Rewrite the records below as a two-column CSV with the headers text and answer, covering everything from the line containing "of the black" down to the line containing "column 761, row 626", both included. Give one row for each record and its answer, with each value in its own quoted field and line breaks replaced by spaces.

Start

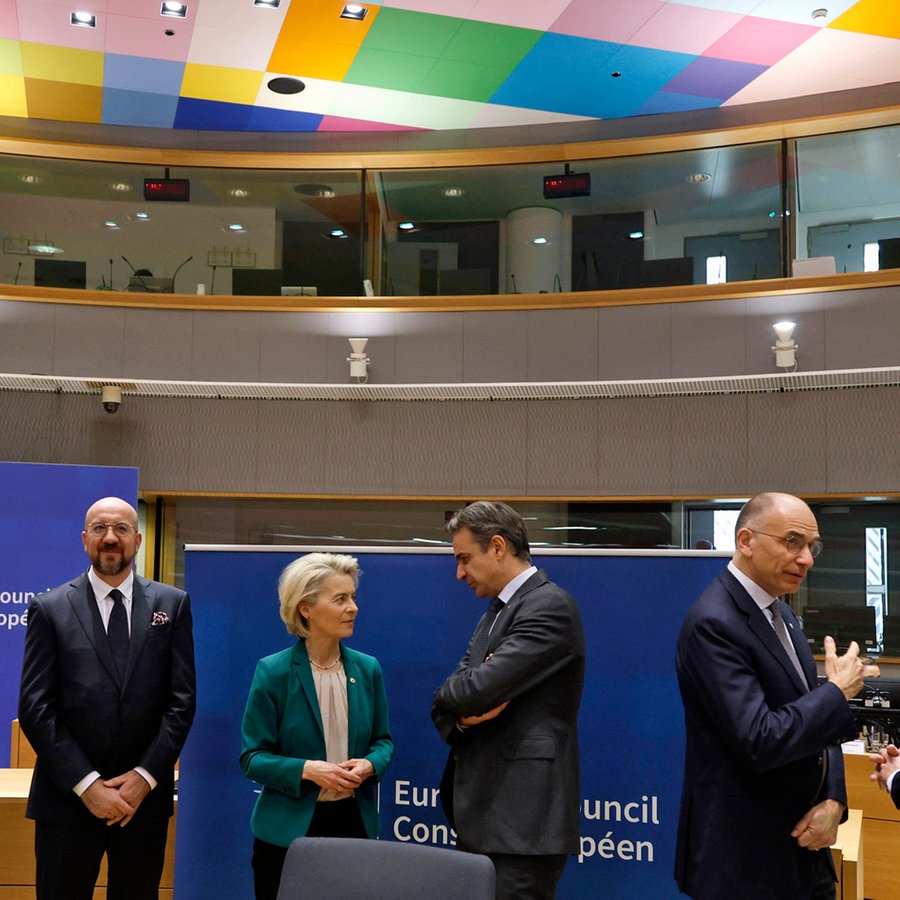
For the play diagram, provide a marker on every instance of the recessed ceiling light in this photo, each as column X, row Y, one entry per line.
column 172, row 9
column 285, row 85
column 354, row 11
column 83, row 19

End
Start

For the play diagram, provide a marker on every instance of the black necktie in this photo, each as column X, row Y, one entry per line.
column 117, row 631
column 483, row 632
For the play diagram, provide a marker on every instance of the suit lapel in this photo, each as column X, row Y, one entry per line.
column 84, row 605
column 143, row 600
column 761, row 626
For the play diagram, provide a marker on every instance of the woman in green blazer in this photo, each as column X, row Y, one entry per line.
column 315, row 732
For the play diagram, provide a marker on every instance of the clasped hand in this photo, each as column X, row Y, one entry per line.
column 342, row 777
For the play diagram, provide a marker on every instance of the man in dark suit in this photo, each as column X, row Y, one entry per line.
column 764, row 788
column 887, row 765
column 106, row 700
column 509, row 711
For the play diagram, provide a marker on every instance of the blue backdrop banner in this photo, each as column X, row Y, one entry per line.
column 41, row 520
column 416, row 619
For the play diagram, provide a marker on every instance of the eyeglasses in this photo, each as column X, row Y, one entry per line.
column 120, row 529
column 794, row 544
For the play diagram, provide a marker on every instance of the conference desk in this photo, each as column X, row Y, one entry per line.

End

* Answer to this task:
text,answer
"For the play diagram, provide a marker on every instance of the black necktie in this photo, each as column X, row Y, one entry per line.","column 117, row 631 column 483, row 632"
"For the play diagram, provide a marker on every instance of the suit lapel in this photo, each as column X, row Y, one entry per line.","column 84, row 605 column 143, row 600 column 761, row 626"